All entries should be output exactly as they stand.

◆ Source records ◆
▬▬▬▬▬▬

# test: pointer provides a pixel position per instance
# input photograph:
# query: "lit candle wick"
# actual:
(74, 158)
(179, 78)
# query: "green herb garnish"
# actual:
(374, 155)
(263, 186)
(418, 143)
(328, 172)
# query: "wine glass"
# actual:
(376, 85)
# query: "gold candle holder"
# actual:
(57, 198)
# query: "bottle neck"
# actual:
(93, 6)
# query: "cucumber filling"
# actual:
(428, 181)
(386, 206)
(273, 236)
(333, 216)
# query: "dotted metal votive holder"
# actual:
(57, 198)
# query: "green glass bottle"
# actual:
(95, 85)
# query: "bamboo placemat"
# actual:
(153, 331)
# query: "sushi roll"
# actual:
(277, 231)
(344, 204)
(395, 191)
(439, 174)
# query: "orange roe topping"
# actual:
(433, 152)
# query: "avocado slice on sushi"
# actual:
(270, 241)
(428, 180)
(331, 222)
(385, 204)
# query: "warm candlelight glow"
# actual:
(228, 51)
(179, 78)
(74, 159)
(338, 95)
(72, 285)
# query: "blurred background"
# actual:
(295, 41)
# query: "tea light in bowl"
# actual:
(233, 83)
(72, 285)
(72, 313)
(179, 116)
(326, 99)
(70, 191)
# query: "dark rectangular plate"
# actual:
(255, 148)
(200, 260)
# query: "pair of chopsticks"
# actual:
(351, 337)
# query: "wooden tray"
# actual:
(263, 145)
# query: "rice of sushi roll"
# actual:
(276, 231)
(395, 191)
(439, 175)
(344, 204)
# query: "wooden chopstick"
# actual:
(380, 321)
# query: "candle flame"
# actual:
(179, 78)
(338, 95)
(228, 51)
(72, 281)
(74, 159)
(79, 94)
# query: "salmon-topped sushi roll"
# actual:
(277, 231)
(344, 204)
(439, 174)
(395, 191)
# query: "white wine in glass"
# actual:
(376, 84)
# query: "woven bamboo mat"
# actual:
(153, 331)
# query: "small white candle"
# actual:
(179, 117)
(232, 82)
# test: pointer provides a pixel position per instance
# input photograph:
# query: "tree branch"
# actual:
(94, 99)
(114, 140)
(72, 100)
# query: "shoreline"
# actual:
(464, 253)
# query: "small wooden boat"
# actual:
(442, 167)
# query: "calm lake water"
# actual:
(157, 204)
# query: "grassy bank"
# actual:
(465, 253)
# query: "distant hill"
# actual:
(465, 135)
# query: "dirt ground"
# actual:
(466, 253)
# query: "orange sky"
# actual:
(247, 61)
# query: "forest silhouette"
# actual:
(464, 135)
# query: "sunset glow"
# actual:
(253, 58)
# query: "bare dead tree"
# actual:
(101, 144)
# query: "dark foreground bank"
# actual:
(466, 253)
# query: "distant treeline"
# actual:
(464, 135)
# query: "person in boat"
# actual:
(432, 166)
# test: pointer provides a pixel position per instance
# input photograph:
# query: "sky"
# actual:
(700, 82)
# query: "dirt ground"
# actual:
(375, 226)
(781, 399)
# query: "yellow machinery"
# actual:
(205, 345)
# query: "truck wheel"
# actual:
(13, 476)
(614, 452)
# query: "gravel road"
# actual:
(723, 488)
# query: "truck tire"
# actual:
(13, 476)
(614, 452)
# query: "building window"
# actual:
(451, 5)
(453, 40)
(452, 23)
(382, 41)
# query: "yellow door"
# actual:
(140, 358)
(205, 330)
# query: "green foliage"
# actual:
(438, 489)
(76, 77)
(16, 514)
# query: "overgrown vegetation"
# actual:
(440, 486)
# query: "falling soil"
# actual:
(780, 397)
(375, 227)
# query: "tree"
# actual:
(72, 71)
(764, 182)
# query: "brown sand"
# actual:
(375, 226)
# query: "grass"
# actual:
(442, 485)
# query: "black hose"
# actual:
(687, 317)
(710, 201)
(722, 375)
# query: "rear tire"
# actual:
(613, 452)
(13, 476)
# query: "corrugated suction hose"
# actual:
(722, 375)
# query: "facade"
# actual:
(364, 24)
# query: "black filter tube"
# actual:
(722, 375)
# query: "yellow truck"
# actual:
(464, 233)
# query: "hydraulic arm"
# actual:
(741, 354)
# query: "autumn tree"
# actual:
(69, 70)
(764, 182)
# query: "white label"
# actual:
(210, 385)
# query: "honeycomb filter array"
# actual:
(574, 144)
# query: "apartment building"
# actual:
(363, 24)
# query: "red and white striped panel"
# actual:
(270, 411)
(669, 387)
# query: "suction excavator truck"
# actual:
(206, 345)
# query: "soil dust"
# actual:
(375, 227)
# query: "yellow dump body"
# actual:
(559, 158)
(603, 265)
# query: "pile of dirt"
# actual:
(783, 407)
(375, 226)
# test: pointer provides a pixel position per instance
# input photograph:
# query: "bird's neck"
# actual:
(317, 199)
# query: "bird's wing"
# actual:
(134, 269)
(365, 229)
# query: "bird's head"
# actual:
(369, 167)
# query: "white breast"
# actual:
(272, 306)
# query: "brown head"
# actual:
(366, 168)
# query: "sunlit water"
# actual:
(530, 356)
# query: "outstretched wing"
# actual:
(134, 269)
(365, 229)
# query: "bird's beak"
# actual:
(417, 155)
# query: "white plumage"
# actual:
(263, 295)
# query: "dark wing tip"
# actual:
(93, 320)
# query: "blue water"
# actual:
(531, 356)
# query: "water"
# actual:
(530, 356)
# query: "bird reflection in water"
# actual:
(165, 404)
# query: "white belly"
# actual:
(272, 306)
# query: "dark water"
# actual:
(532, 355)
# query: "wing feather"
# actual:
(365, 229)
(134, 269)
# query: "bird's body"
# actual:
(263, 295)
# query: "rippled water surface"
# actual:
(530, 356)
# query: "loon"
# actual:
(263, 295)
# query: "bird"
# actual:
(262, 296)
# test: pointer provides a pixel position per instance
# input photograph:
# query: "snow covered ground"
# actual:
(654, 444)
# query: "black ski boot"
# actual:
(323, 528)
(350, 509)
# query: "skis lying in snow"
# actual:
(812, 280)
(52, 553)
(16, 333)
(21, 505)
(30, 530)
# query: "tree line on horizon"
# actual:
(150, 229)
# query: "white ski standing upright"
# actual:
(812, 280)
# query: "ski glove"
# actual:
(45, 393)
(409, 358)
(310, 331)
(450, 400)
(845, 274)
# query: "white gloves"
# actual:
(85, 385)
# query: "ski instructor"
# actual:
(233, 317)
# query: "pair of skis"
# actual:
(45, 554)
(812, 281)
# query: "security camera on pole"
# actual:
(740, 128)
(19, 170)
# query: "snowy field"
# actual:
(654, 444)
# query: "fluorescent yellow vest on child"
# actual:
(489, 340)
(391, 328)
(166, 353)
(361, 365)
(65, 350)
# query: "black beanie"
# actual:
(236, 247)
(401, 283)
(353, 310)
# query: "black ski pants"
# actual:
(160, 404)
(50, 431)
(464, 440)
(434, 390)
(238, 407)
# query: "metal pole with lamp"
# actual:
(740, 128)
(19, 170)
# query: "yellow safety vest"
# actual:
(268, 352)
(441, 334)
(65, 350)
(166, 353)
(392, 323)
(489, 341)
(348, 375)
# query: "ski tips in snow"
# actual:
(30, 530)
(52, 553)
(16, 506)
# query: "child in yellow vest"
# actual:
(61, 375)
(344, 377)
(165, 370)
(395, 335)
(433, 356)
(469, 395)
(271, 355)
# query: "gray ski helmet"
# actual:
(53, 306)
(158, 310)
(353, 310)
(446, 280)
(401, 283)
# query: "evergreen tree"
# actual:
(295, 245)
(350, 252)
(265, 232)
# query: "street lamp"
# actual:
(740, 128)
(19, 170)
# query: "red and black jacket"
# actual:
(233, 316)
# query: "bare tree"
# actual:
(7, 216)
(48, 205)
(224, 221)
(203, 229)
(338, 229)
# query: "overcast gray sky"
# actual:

▬▬▬▬▬▬

◆ Full response ◆
# test: pointer provides a pixel position per instance
# input photograph:
# query: "lit candle wick"
# actual:
(74, 158)
(179, 78)
# query: "green herb garnish"
# actual:
(374, 155)
(263, 186)
(418, 143)
(328, 172)
# query: "wine glass"
# actual:
(376, 85)
# query: "gold candle holder"
# actual:
(57, 198)
# query: "bottle neck"
# actual:
(93, 6)
# query: "cucumber filling"
# actual:
(428, 181)
(386, 206)
(273, 236)
(333, 216)
# query: "dotted metal votive holder"
# actual:
(57, 198)
# query: "green glass bottle"
# actual:
(95, 85)
# query: "bamboo placemat"
# actual:
(153, 331)
# query: "sushi roll"
# actual:
(277, 231)
(344, 204)
(395, 191)
(439, 174)
# query: "orange roe topping"
# actual:
(433, 152)
# query: "avocado slice on sushi"
# actual:
(270, 241)
(428, 180)
(331, 222)
(385, 204)
# query: "warm candlelight glow"
# actual:
(228, 51)
(179, 78)
(74, 159)
(338, 95)
(72, 285)
# query: "blurred background"
# actual:
(295, 41)
# query: "tea light in bowl"
# actual:
(233, 83)
(72, 285)
(72, 313)
(179, 116)
(326, 99)
(70, 191)
# query: "dark rectangular plate"
# actual:
(255, 148)
(200, 260)
# query: "pair of chopsticks"
# actual:
(351, 337)
# query: "wooden tray"
# actual:
(263, 145)
# query: "rice of sushi roll"
# actual:
(276, 231)
(395, 191)
(439, 175)
(344, 204)
# query: "wooden chopstick"
# actual:
(380, 321)
# query: "candle flame"
# actual:
(179, 78)
(338, 95)
(228, 51)
(72, 281)
(74, 159)
(79, 94)
# query: "salmon-topped sushi roll"
# actual:
(277, 231)
(344, 204)
(439, 174)
(395, 191)
# query: "white wine in glass"
# actual:
(376, 84)
# query: "woven bamboo mat"
# actual:
(153, 331)
# query: "small white candle"
# actual:
(179, 117)
(232, 82)
# test: pointer provides a pixel position per instance
# input photograph:
# query: "tree branch"
# actual:
(94, 99)
(114, 140)
(72, 100)
# query: "shoreline"
# actual:
(464, 253)
# query: "small wooden boat"
# actual:
(442, 167)
# query: "calm lake water"
# actual:
(157, 204)
# query: "grassy bank"
# actual:
(465, 253)
# query: "distant hill"
# actual:
(465, 135)
# query: "dirt ground"
# actual:
(466, 253)
# query: "orange sky"
# actual:
(247, 61)
# query: "forest silhouette"
# actual:
(464, 135)
# query: "sunset glow"
# actual:
(253, 58)
# query: "bare dead tree"
# actual:
(101, 144)
# query: "dark foreground bank"
# actual:
(466, 253)
# query: "distant treeline"
# actual:
(464, 135)
# query: "person in boat"
# actual:
(432, 166)
# test: pointer provides a pixel position per instance
# input photograph:
# query: "sky"
# actual:
(700, 82)
# query: "dirt ground"
# actual:
(375, 226)
(781, 399)
# query: "yellow machinery"
# actual:
(205, 345)
# query: "truck wheel"
# actual:
(13, 476)
(614, 452)
# query: "gravel road"
# actual:
(723, 488)
# query: "truck tire"
# actual:
(13, 476)
(614, 452)
# query: "building window"
# actual:
(451, 5)
(453, 40)
(452, 23)
(382, 41)
# query: "yellow door"
# actual:
(140, 358)
(205, 330)
# query: "green foliage"
# actual:
(438, 489)
(76, 77)
(16, 514)
# query: "overgrown vegetation"
# actual:
(440, 486)
# query: "falling soil"
# actual:
(780, 397)
(375, 227)
# query: "tree"
# actual:
(72, 71)
(764, 182)
# query: "brown sand"
# actual:
(375, 226)
# query: "grass"
# actual:
(442, 485)
# query: "black hose"
# actual:
(687, 317)
(710, 201)
(722, 375)
# query: "rear tire"
# actual:
(613, 452)
(13, 476)
# query: "corrugated suction hose"
# actual:
(722, 375)
# query: "facade"
# actual:
(364, 24)
# query: "black filter tube"
# actual:
(722, 375)
# query: "yellow truck"
# actual:
(464, 233)
# query: "hydraulic arm"
# actual:
(741, 354)
# query: "autumn tree"
# actual:
(69, 70)
(764, 182)
# query: "white label"
# actual:
(210, 385)
# query: "honeycomb filter array"
# actual:
(574, 144)
# query: "apartment building"
# actual:
(363, 24)
# query: "red and white striped panel"
# actual:
(270, 411)
(669, 387)
# query: "suction excavator truck"
# actual:
(206, 345)
# query: "soil dust"
# actual:
(375, 227)
# query: "yellow dump body"
# actual:
(559, 158)
(603, 265)
# query: "pile of dirt"
# actual:
(783, 407)
(375, 226)
# test: pointer provides a pixel position per instance
# input photograph:
# query: "bird's neck"
# actual:
(317, 199)
# query: "bird's wing"
# actual:
(134, 269)
(365, 229)
# query: "bird's head"
# actual:
(369, 167)
# query: "white breast"
# actual:
(272, 306)
# query: "brown head"
# actual:
(366, 168)
# query: "sunlit water"
# actual:
(530, 356)
# query: "outstretched wing"
# actual:
(134, 269)
(365, 229)
# query: "bird's beak"
# actual:
(417, 155)
# query: "white plumage"
# actual:
(263, 295)
# query: "dark wing tip"
# actual:
(93, 320)
# query: "blue water"
# actual:
(531, 356)
# query: "water"
# actual:
(530, 356)
# query: "bird reflection in water"
# actual:
(165, 404)
# query: "white belly"
# actual:
(272, 306)
# query: "dark water"
# actual:
(532, 355)
# query: "wing feather"
# actual:
(365, 229)
(134, 269)
# query: "bird's body"
# actual:
(263, 295)
# query: "rippled water surface"
# actual:
(530, 356)
# query: "loon"
# actual:
(263, 295)
# query: "bird"
# actual:
(262, 296)
# test: pointer provides a pixel position per instance
# input photograph:
# query: "snow covered ground"
# actual:
(654, 444)
# query: "black ski boot"
# actual:
(323, 528)
(350, 509)
# query: "skis lying in snow"
# actual:
(812, 280)
(52, 553)
(16, 333)
(21, 505)
(30, 530)
# query: "tree line on horizon"
# actual:
(150, 229)
# query: "white ski standing upright"
# actual:
(812, 280)
# query: "ski glove"
# actual:
(45, 393)
(409, 358)
(310, 331)
(450, 400)
(845, 274)
# query: "white gloves"
# actual:
(85, 385)
# query: "ski instructor"
# actual:
(233, 317)
# query: "pair of skis"
# actual:
(45, 554)
(812, 281)
# query: "security camera on pole"
# actual:
(740, 128)
(19, 170)
# query: "snowy field"
# actual:
(654, 444)
# query: "fluorescent yellow vest on child"
# actual:
(489, 340)
(391, 328)
(166, 353)
(361, 365)
(65, 350)
# query: "black beanie"
# actual:
(236, 247)
(401, 283)
(353, 310)
# query: "black ski pants"
# actual:
(160, 404)
(50, 431)
(464, 440)
(434, 390)
(238, 407)
# query: "metal pole with lamp"
# actual:
(740, 128)
(19, 170)
# query: "yellow safety vest"
# actual:
(268, 352)
(441, 334)
(65, 350)
(166, 353)
(392, 323)
(489, 341)
(348, 375)
# query: "ski tips in snow"
# actual:
(30, 530)
(52, 553)
(16, 506)
# query: "child in yellow vest"
# actual:
(61, 375)
(344, 377)
(165, 370)
(395, 335)
(433, 356)
(469, 395)
(271, 355)
# query: "gray ski helmet"
# actual:
(53, 306)
(158, 310)
(353, 310)
(446, 280)
(401, 283)
# query: "evergreen tree"
# actual:
(295, 245)
(350, 252)
(265, 232)
# query: "street lamp"
# actual:
(740, 128)
(19, 170)
# query: "red and black jacket"
# actual:
(233, 316)
# query: "bare tree"
# actual:
(7, 216)
(48, 205)
(224, 221)
(203, 229)
(338, 229)
# query: "overcast gray sky"
# actual:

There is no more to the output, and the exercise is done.